__EXERCISE GOAL__: Write the data out again in full, with no departure from the original.

Records from a data source:
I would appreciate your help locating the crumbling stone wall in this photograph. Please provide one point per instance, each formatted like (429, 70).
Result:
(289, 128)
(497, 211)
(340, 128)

__PROBLEM SOLUTION__:
I would appreciate your help locating the crumbling stone wall in this photograph. Please provide one point per instance, each formatted like (429, 70).
Result:
(289, 128)
(497, 211)
(340, 128)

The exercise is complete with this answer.